* **Directive**
Your task is to repeat the entries exactly. Leave the pictures out.

Source data:

____

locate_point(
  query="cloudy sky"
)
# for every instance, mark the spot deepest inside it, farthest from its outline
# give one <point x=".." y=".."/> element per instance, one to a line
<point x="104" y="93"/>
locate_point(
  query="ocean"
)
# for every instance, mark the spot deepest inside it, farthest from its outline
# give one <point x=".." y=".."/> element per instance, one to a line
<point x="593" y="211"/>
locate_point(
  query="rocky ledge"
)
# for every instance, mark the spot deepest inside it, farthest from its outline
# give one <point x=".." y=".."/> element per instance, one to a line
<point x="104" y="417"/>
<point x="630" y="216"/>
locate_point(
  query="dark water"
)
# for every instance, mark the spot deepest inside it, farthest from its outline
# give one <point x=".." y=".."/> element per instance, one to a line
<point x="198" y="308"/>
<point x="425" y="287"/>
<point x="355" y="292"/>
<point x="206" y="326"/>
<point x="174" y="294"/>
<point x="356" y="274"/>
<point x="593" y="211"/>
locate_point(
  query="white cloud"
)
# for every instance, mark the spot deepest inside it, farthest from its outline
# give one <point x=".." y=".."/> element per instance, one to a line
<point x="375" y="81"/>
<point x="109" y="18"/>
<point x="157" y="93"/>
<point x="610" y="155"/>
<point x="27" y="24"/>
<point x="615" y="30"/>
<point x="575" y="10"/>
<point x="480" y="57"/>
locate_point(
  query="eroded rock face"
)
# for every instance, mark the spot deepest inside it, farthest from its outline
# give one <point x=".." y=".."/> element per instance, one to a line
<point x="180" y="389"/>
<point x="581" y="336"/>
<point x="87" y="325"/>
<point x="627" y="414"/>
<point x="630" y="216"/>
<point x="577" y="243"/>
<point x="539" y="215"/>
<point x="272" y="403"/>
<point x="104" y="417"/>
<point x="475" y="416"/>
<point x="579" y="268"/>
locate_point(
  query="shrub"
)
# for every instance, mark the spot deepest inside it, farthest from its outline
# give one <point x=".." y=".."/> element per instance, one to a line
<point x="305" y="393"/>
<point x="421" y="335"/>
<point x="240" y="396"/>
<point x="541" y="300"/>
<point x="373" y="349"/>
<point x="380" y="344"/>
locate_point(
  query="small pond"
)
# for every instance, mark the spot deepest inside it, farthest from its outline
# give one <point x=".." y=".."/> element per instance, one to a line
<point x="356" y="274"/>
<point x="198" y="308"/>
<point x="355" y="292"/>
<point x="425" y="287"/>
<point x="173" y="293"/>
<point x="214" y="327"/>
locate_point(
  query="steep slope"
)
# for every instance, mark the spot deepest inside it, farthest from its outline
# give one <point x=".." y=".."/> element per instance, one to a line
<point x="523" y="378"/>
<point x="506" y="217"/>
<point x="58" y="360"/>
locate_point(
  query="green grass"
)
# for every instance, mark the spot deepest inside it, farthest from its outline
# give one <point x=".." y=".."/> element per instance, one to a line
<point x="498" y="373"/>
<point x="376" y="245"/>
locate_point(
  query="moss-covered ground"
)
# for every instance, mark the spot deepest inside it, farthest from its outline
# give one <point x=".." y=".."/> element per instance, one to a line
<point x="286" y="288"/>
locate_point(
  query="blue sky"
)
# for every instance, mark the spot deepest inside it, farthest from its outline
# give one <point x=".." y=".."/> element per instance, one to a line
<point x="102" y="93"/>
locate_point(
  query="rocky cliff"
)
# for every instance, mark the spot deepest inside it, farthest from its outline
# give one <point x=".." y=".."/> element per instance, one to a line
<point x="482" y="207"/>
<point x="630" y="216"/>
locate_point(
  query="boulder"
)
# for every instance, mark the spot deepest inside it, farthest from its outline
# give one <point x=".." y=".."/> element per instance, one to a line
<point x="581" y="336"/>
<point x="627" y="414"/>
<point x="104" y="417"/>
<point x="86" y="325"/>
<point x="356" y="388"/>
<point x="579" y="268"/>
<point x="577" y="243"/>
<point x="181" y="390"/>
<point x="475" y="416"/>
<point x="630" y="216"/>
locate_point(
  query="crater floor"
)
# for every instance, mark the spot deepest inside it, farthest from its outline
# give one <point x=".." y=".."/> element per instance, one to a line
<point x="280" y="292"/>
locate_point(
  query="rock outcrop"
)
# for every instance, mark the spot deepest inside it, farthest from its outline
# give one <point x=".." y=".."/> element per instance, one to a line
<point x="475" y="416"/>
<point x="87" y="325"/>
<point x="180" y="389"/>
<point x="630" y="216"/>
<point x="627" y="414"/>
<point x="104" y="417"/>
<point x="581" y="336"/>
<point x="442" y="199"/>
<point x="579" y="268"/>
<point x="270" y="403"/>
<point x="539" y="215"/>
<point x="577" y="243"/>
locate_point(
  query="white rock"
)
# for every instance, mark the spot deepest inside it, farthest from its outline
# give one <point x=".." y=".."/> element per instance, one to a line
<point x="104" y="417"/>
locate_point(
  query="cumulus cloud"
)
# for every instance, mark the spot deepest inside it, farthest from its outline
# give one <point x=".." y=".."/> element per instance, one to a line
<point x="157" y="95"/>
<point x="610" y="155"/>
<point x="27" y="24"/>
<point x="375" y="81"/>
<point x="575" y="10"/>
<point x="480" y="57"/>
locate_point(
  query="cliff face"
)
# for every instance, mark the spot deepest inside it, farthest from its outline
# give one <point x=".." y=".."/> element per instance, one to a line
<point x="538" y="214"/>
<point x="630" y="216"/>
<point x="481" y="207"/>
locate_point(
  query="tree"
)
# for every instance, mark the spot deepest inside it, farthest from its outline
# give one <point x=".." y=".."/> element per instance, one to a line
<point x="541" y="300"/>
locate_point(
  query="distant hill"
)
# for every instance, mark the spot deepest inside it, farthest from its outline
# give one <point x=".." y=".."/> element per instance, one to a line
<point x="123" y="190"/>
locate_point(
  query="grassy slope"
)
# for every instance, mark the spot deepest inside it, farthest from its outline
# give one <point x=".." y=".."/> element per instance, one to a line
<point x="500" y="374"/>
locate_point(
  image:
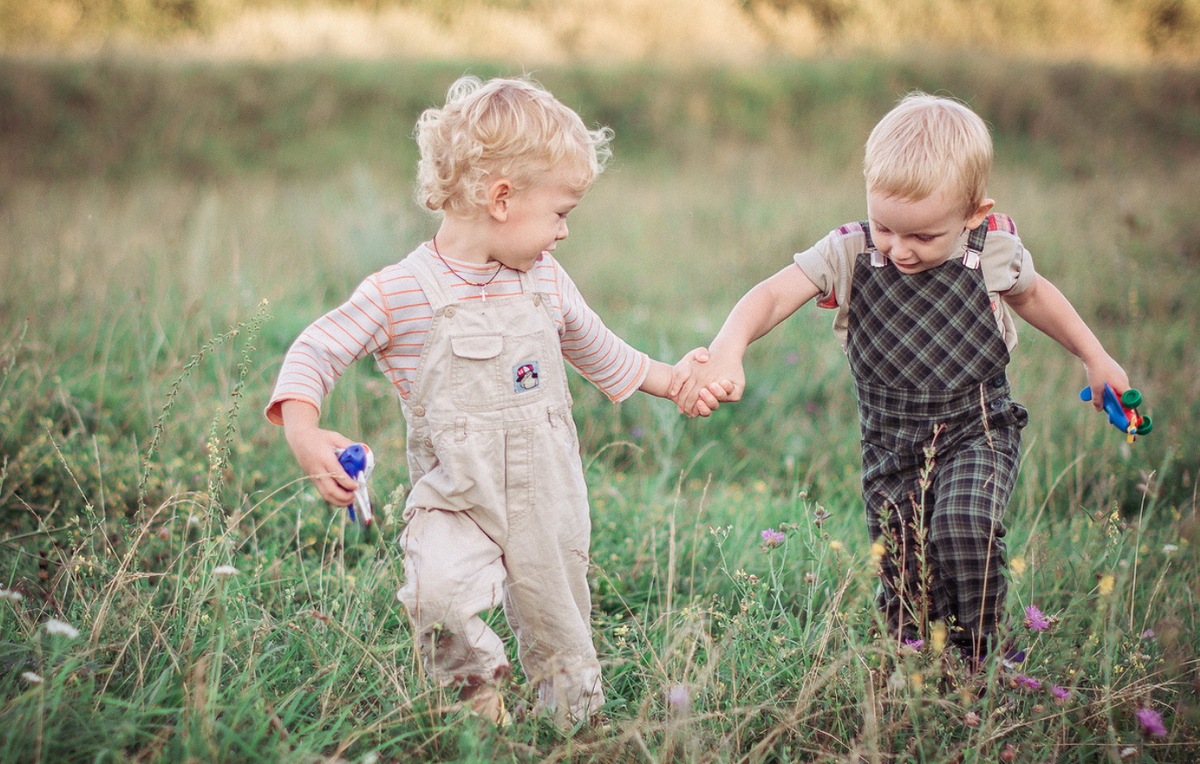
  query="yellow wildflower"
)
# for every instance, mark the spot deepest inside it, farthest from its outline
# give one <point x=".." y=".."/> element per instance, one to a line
<point x="937" y="637"/>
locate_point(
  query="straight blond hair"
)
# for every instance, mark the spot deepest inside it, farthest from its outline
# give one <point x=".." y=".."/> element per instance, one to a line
<point x="927" y="140"/>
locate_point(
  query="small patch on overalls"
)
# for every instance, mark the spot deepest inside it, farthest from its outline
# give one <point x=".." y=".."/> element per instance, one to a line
<point x="525" y="377"/>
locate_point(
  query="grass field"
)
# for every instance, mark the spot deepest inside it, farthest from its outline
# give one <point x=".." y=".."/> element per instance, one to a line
<point x="173" y="590"/>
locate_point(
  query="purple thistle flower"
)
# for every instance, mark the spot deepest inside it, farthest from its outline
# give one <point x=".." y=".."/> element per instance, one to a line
<point x="1027" y="681"/>
<point x="772" y="537"/>
<point x="1151" y="722"/>
<point x="1035" y="619"/>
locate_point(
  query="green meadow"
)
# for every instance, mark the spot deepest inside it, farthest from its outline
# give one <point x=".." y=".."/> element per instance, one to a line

____

* **Task output**
locate_point(
  query="cloudy sky"
)
# for every instance, mark the spot deepest inside it, farthest from its outline
# give one <point x=".." y=".."/> element per instance, one to a line
<point x="104" y="93"/>
locate_point(
  query="ocean"
)
# for every instance, mark the spot deepest inside it, farthest from its outline
# give one <point x=".." y=".."/> element per instance, one to a line
<point x="593" y="211"/>
locate_point(
  query="rocky ledge"
)
# for every instance, mark the spot deepest inside it, farthest from its outline
# give one <point x=".." y=".."/> element per instance, one to a line
<point x="104" y="417"/>
<point x="630" y="216"/>
locate_point(
  query="dark water"
)
# for every instance, mark the spot deepest inside it, farthest from its outline
# give one <point x=".." y=".."/> element per instance, one to a line
<point x="198" y="308"/>
<point x="425" y="287"/>
<point x="355" y="292"/>
<point x="206" y="326"/>
<point x="174" y="294"/>
<point x="356" y="274"/>
<point x="593" y="211"/>
locate_point(
  query="white cloud"
)
# for every instance, mark the spot deepest inside it, farthest from its outline
# give one <point x=".." y=".."/> element per instance, one to a line
<point x="375" y="81"/>
<point x="109" y="18"/>
<point x="157" y="93"/>
<point x="610" y="155"/>
<point x="27" y="24"/>
<point x="615" y="30"/>
<point x="575" y="10"/>
<point x="480" y="57"/>
locate_point(
  query="eroded rock face"
)
# for every instance, mark the spot deepest inside it, farthest from its outline
# give one <point x=".." y=".."/> element per instance, one to a line
<point x="180" y="389"/>
<point x="581" y="336"/>
<point x="87" y="325"/>
<point x="627" y="414"/>
<point x="630" y="216"/>
<point x="577" y="243"/>
<point x="539" y="215"/>
<point x="272" y="403"/>
<point x="104" y="417"/>
<point x="475" y="416"/>
<point x="579" y="268"/>
locate_point(
  query="shrub"
)
# for every instance, mark the spot deepest inside it, farthest from its outline
# give one <point x=".." y=".."/> element per instance, one to a line
<point x="305" y="393"/>
<point x="421" y="335"/>
<point x="240" y="396"/>
<point x="541" y="300"/>
<point x="373" y="349"/>
<point x="380" y="344"/>
locate_point(
  query="small pond"
)
# for every instance, mark the spot deepest inside it, farthest from its outline
# give one <point x=".." y=".."/> element per instance, one to a line
<point x="356" y="274"/>
<point x="198" y="308"/>
<point x="355" y="292"/>
<point x="425" y="287"/>
<point x="173" y="293"/>
<point x="214" y="327"/>
locate_point(
  query="steep slope"
)
# for every instance, mark the spot deepest inside it, farthest from its outline
# give one <point x=".." y=".."/> element per instance, one to a line
<point x="523" y="378"/>
<point x="506" y="217"/>
<point x="58" y="360"/>
locate_point(
  query="green grass"
)
# for every instance, mark the spot deepest inside it, farthest from its outline
# give one <point x=".." y=".."/> element per instance, one to a line
<point x="498" y="373"/>
<point x="376" y="245"/>
locate_point(
  query="moss-covered ground"
)
# for every instance, mark the spot deepest inside it, farthest from its outline
# give one <point x=".." y=".."/> element per instance, one to a line
<point x="286" y="288"/>
locate_point(
  query="blue sky"
)
# for every instance, mark the spot deepest inside it, farthest from its outline
# give one <point x=".." y=".."/> element per instance, one to a line
<point x="102" y="93"/>
locate_point(
  query="rocky cliff"
)
# for every instance, mark the spot deepest inside it, farthest from its outline
# give one <point x=".." y=".."/> element per instance, one to a line
<point x="482" y="207"/>
<point x="630" y="216"/>
locate_point(
  query="boulder"
)
# for every instance, mark the spot deepest inside it, farthest from its outline
# give one <point x=".." y=".."/> element per instance, one to a line
<point x="581" y="336"/>
<point x="627" y="414"/>
<point x="104" y="417"/>
<point x="86" y="325"/>
<point x="356" y="388"/>
<point x="579" y="268"/>
<point x="577" y="243"/>
<point x="181" y="390"/>
<point x="475" y="416"/>
<point x="630" y="216"/>
locate_point(
  query="crater floor"
)
# for every instance, mark the spot deepest inside it, farthest from its outline
# give one <point x=".." y=".."/> element per instance, one to a line
<point x="280" y="292"/>
locate_point(
  query="rock outcrop"
)
# for every instance, mark the spot deepest inside it, farthest from its outline
# give one <point x=".." y=".."/> element per instance, one to a line
<point x="475" y="416"/>
<point x="87" y="325"/>
<point x="180" y="389"/>
<point x="630" y="216"/>
<point x="627" y="414"/>
<point x="104" y="417"/>
<point x="581" y="336"/>
<point x="442" y="199"/>
<point x="579" y="268"/>
<point x="270" y="403"/>
<point x="539" y="215"/>
<point x="577" y="243"/>
locate_point(
  query="white rock"
)
# for every instance, mark the spot deepest inside it, farthest from its outline
# give one <point x=".." y=".."/> element per instance, one to a line
<point x="104" y="417"/>
locate_point(
  query="cumulus cloud"
)
# for every instance, mark the spot deepest inside it, farthest from its outline
# give one <point x=".." y=".."/> element per instance, one to a line
<point x="157" y="95"/>
<point x="610" y="155"/>
<point x="27" y="24"/>
<point x="375" y="81"/>
<point x="575" y="10"/>
<point x="480" y="57"/>
locate_point(
  query="cliff face"
)
# for every instance, mark the spot deepest inside it, farthest from its outline
# give one <point x=".." y=".."/> element per instance, one to a line
<point x="538" y="214"/>
<point x="630" y="216"/>
<point x="481" y="207"/>
locate_point(
  query="tree"
)
# for every instance, mark the spot deepest inside it, farthest from its outline
# give one <point x=".." y=".."/> element per instance, one to a line
<point x="541" y="300"/>
locate_point(
  query="distant hill"
)
# for every instance, mark the spot deepest inside it, farthest from its outline
# give one <point x=".." y=".."/> element per instance, one to a line
<point x="123" y="190"/>
locate_point(
  query="grassy slope"
)
# for every instance, mark the spot deepest inside it, farthest from its outline
# give one <point x=".." y=".."/> element per instance, one to a line
<point x="500" y="374"/>
locate_point(
  image:
  query="yellow wildflower"
)
# for every instance, mark the spot deepest inside it, farthest from its outline
# give one <point x=".." y=".."/> element per instance, one to a line
<point x="937" y="637"/>
locate_point(
  query="straight blond hair"
)
# for every instance, mark the spot deepest inside it, farthest from its outline
# give one <point x=".." y=".."/> element per instance, one to a line
<point x="927" y="140"/>
locate_point(
  query="small patch on overalls"
)
# for every instance, mark the spot deepest inside it, farthest from its outline
# give one <point x=".." y=".."/> element per instance, one to a line
<point x="525" y="377"/>
locate_point(
  query="grass field"
)
# for every instance, mark the spot deepest inside it, farthest from its outline
# give one <point x=".." y=".."/> element per instance, one to a line
<point x="173" y="590"/>
locate_point(
  query="purple thistle flower"
)
# for every instance, mark the spot deepest inside it, farthest from its outline
# give one <point x=".." y=".."/> element per instance, one to a line
<point x="1027" y="681"/>
<point x="772" y="537"/>
<point x="1151" y="722"/>
<point x="1035" y="619"/>
locate_point(
  query="green meadow"
)
# for every instance, mark the spot deepest inside it, farthest from its outline
# give one <point x=".." y=".."/> element per instance, one to a line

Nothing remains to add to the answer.